─── TEXTE À LIRE

III. — ENNASUITE ou EMARSUITE.

« Ennasuite, tout en riant, lui répondit (à la jeune veufve Longarine)

« Chacune n’a pas perdu son mary comme vous. » (Prologue.)

« C’est elle qui raconte la ive Nouvelle de la Ire Journée, dont le sujet n’est autre que l’aventure de Marguerite avec l’Amiral Bonnivet.

« Elle se croyait aimée par Safredent, bien que ce fût à une autre de la compagnie que s’adressassent les vœux de ce dernier (Nouv. III, Épil.). Parlamente ayant dit qu’il était à désirer que chaque femme se contentât de son mari, elle prend ce reproche pour elle & y répond (Nouv. xxxv, Épil.). Elle préfère la compagnie de certaines bêtes, pourvu qu’elles ne mordent pas, à celle de certains hommes colères & insupportables (Nouv. lxvii, Épil.).

« Elle raconte les sept Nouvelles, IV, xix, XXVII, XXXVI, XLVIII, LIII, LXVI.

« Ennasuite pourrait bien être Anne de Vivonne, mère de Brantôme, fille de Louise de Daillon & d’André de Vivonne, mariée, à l’âge de treize ans, à François, baron de Bourdeille, qui fut toute sa vie l’un des Officiers domestiques de la Maison de François Ier (Voyez une notice sur sa vie en tête des Preuves de la généalogie de la Maison de Bourdeille, t. XV des Œuvres de Brantôme, édit. de 1740). Dès l’année 1529, Anne de Vivonne était Dame du corps de Marguerite & recevait en cette qualité trois cents livres de gages par an. Brantôme parle d’elle dans ses ouvrages ; mais particulièrement, Discours 1er  des Dames galantes (t. VII, p. 212, de l’édit.in-8o), il dit : « A ce que j’ay ouy dire à ma mère, qui estoit à la Royne de Navarre & qui en sçavoit quelques secrets de ses Nouvelles, & qu’elle en estoit l’une des devisantes. » — L.

— Sans nier, M. Lacroix (éd. de 1858, p. xxvij) a douté de l’attribution. M. Franck, p. 138-41, l’adopte & la confirme : « Brantôme dit formellement que sa mère était une des devisantes de l’Heptaméron. Que serait-elle sinon Ennasuicte, puisque Louise de Savoie est Osile, Dame vieille & veuve, — que Parlamente est Marguerite Longarine une jeune veufve — & Nomerfide la plus jeune, on dit presque la plus folle de la compagnie ? Or, Anne de Vivonne avait treize ans dès 1518, au rapport de Brantôme. Le nom d’Ennasuicte, en se décomposant, nous fournit d’ailleurs une preuve supplémentaire. Il renferme d’abord le nom d’Anne, puis celui de suicte ou suite, qui rappelle la situation de Dame suivante auprès de la Reine Marguerite. »

──────
─── LIGNES DE DONNÉES

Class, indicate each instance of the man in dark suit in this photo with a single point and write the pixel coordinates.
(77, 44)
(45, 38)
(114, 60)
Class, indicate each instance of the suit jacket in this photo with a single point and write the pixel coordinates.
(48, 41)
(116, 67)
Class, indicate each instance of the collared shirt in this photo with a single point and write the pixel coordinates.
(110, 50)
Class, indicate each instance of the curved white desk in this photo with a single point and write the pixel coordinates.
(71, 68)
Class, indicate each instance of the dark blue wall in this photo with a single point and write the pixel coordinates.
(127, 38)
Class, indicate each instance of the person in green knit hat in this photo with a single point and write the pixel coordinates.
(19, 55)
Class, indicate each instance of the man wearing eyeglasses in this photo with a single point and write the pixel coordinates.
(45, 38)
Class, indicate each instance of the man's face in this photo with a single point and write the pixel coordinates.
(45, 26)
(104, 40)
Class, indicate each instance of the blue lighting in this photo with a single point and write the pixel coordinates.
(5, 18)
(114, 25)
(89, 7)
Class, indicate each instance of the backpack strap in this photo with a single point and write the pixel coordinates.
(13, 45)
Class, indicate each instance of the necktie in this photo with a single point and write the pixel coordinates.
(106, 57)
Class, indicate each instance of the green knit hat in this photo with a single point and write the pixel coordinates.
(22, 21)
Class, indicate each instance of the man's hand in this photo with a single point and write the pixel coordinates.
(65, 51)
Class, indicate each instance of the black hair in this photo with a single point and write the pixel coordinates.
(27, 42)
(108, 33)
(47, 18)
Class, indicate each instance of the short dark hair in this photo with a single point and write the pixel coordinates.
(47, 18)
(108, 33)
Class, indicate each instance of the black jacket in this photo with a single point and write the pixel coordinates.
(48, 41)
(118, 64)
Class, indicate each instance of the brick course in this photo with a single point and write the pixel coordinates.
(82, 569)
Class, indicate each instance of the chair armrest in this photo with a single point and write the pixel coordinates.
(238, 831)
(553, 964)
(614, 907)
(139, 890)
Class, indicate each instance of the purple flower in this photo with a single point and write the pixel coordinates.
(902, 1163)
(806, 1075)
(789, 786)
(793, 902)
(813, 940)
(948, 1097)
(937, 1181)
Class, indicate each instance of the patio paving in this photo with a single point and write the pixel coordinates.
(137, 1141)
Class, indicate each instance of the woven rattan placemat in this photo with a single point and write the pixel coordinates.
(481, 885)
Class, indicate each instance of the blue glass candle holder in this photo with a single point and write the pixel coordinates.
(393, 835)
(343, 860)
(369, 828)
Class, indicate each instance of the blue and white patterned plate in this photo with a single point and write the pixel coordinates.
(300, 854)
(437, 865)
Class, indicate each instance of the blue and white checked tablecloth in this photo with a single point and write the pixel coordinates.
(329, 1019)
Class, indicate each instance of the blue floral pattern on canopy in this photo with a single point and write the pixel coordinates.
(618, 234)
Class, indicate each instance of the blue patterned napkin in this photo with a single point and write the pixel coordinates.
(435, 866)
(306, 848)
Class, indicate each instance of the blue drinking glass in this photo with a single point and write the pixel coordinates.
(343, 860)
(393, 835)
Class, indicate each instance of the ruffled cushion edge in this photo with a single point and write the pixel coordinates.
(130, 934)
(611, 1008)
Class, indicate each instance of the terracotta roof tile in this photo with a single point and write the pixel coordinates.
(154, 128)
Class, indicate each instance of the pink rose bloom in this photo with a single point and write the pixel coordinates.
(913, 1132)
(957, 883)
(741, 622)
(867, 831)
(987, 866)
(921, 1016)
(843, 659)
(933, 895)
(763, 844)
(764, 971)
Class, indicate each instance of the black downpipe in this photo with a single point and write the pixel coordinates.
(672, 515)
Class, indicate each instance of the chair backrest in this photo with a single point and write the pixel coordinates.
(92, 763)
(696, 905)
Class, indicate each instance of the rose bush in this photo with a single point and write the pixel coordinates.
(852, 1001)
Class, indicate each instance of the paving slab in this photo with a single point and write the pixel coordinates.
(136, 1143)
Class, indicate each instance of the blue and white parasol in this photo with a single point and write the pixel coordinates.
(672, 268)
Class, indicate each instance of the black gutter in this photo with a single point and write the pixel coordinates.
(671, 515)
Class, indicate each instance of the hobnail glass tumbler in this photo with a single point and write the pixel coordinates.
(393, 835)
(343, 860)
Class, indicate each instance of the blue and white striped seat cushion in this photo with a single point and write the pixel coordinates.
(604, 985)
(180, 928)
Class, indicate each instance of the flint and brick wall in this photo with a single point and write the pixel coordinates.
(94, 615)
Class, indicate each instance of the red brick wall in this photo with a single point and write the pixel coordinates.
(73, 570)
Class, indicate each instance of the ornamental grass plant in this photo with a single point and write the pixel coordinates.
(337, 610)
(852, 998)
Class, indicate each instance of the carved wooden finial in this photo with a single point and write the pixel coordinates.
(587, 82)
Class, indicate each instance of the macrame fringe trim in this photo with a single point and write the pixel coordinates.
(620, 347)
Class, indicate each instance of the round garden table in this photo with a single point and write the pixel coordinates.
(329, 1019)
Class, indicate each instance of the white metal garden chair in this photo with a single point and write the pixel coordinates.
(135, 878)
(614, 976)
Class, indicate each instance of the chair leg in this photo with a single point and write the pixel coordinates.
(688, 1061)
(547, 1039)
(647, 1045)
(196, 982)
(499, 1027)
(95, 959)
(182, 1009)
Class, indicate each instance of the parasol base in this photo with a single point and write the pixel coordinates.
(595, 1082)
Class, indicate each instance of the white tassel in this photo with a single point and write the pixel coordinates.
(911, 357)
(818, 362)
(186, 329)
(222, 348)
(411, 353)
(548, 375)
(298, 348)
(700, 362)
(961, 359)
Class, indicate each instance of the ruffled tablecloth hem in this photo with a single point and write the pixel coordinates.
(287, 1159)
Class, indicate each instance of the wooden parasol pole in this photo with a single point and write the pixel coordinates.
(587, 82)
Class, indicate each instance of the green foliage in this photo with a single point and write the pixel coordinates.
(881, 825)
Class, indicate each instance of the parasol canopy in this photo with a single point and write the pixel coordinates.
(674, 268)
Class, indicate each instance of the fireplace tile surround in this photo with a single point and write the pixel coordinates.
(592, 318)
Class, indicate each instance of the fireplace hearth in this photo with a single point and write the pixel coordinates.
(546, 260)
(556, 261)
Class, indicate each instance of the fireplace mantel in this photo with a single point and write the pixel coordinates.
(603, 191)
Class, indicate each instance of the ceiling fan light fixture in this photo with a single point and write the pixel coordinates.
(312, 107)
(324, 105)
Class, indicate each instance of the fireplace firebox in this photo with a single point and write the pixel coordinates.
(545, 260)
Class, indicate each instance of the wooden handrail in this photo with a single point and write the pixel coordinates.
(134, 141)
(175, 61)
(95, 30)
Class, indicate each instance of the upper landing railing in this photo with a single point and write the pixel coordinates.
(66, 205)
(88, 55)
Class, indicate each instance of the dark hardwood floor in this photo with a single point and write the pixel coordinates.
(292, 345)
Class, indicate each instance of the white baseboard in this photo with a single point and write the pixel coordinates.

──────

• [CONSIGNE 1]: Dans la notice sur Ennasuite, pourquoi M. Franck voit-il dans le nom d'Ennasuicte une preuve supplémentaire de l'attribution à Anne de Vivonne ? Répondez en une à trois phrases.
• [CONSIGNE 2]: Traduisez en anglais cette phrase de la notice sur Ennasuite : « Dès l’année 1529, Anne de Vivonne était Dame du corps de Marguerite & recevait en cette qualité trois cents livres de gages par an. »
• [CONSIGNE 3]: Recopiez sans rien changer le passage de la notice sur Ennasuite qui commence par « III. — ENNASUITE » et se poursuit jusqu'à « (Nouv. lxvii, Épil.). ».

• [RÉPONSE ATTENDUE 1]: Selon M. Franck, ce nom, une fois décomposé, renferme d'abord le nom d'Anne, puis celui de « suicte » ou « suite ». Ce second élément rappelle la situation de Dame suivante qu'elle occupait auprès de la Reine Marguerite.

• [RÉPONSE ATTENDUE 2]: As early as 1529, Anne de Vivonne was a Lady of the Body to Marguerite and, in that capacity, received three hundred livres in wages a year.

• [RÉPONSE ATTENDUE 3]:
III. — ENNASUITE ou EMARSUITE.

« Ennasuite, tout en riant, lui répondit (à la jeune veufve Longarine)

« Chacune n’a pas perdu son mary comme vous. » (Prologue.)

« C’est elle qui raconte la ive Nouvelle de la Ire Journée, dont le sujet n’est autre que l’aventure de Marguerite avec l’Amiral Bonnivet.

« Elle se croyait aimée par Safredent, bien que ce fût à une autre de la compagnie que s’adressassent les vœux de ce dernier (Nouv. III, Épil.). Parlamente ayant dit qu’il était à désirer que chaque femme se contentât de son mari, elle prend ce reproche pour elle & y répond (Nouv. xxxv, Épil.). Elle préfère la compagnie de certaines bêtes, pourvu qu’elles ne mordent pas, à celle de certains hommes colères & insupportables (Nouv. lxvii, Épil.).